**Work instructions:**
From the items below, extract each line in which the word "blue" appears.

::::::::

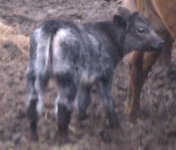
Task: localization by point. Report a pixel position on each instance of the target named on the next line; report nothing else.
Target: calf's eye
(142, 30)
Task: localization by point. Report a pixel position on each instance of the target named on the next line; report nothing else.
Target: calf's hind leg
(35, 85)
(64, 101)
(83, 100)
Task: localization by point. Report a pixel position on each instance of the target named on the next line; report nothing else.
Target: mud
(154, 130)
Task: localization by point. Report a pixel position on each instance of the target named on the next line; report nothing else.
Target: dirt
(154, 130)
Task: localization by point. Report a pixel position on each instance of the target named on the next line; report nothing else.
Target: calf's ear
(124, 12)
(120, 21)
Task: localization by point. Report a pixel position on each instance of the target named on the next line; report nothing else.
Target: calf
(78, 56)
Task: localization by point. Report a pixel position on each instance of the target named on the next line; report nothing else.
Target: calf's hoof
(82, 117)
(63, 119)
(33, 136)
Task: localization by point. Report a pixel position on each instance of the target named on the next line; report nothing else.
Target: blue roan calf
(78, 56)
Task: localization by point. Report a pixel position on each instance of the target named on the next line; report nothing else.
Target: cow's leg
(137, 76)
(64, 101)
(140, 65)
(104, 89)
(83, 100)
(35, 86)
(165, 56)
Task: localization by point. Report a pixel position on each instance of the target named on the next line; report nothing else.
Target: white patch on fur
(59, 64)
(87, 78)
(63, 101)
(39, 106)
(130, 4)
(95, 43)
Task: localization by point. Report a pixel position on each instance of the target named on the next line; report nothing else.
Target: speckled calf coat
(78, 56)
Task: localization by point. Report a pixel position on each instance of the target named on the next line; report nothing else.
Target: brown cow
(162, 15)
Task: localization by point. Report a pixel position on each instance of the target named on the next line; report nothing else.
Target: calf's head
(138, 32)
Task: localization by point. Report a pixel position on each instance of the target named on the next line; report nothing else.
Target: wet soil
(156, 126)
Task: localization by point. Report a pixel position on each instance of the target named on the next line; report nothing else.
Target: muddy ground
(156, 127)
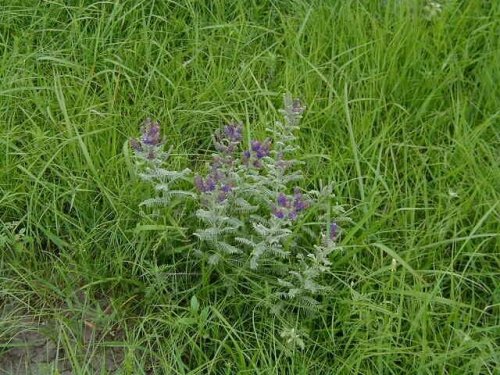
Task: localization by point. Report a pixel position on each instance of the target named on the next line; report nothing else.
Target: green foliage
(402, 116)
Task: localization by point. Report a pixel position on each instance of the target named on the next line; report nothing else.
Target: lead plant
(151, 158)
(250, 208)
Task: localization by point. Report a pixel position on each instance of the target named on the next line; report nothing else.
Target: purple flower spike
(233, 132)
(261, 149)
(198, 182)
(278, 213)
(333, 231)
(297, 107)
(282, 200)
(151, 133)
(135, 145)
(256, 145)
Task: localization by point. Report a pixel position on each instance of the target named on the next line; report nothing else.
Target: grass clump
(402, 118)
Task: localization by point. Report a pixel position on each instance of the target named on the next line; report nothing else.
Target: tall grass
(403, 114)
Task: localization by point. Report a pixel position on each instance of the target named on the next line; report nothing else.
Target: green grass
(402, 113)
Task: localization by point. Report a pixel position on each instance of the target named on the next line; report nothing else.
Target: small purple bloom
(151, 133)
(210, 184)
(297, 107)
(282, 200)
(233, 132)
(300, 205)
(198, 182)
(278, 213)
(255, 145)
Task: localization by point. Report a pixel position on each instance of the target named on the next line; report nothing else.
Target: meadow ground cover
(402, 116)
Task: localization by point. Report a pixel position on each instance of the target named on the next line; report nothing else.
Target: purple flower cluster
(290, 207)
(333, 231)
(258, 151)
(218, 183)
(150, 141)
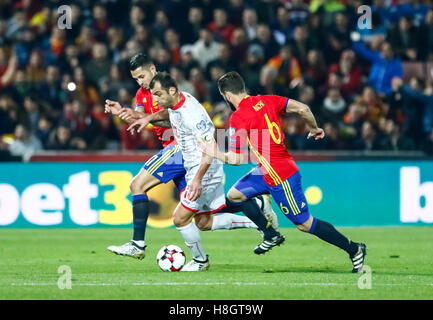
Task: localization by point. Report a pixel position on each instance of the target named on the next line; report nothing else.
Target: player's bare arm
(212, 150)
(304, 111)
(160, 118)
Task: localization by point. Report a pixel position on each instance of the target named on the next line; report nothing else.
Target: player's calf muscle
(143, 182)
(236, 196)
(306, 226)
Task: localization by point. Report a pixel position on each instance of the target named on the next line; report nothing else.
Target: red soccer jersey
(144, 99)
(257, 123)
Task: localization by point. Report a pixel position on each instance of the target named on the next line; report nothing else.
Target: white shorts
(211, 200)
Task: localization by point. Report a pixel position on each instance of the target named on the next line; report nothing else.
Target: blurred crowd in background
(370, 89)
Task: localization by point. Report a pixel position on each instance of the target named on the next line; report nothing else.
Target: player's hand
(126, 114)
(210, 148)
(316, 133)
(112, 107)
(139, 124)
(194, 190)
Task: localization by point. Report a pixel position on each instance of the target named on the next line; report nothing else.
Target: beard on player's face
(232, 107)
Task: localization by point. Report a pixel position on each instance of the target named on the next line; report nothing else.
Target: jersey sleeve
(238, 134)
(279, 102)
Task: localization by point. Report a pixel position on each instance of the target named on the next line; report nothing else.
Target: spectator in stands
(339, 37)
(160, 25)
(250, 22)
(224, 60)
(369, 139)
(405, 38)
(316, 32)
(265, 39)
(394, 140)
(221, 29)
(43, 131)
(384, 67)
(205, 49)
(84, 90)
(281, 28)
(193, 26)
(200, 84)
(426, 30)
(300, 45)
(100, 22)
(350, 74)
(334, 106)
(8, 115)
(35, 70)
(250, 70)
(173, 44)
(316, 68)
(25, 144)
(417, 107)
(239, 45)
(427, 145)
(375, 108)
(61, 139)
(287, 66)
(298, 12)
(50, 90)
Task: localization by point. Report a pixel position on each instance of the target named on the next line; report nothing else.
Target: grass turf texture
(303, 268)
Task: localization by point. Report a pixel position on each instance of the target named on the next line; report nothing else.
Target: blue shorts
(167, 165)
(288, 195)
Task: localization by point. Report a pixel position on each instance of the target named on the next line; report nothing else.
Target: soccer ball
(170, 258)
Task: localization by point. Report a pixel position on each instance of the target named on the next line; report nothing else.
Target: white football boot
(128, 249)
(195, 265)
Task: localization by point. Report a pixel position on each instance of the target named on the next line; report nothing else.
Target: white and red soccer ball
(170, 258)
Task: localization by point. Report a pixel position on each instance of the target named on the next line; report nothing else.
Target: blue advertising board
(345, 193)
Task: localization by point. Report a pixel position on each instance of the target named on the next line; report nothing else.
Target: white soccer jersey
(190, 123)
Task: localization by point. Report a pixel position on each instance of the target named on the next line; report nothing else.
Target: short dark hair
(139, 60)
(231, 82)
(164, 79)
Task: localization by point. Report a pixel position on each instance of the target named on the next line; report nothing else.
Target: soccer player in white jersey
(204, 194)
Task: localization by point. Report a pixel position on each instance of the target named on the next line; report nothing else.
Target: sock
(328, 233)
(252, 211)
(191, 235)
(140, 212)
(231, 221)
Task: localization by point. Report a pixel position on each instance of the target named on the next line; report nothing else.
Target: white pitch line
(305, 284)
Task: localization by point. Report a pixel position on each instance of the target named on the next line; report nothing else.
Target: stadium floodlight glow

::::::::

**The response:**
Target: blue roan calf
Target: blue shorts
Target: blue advertising board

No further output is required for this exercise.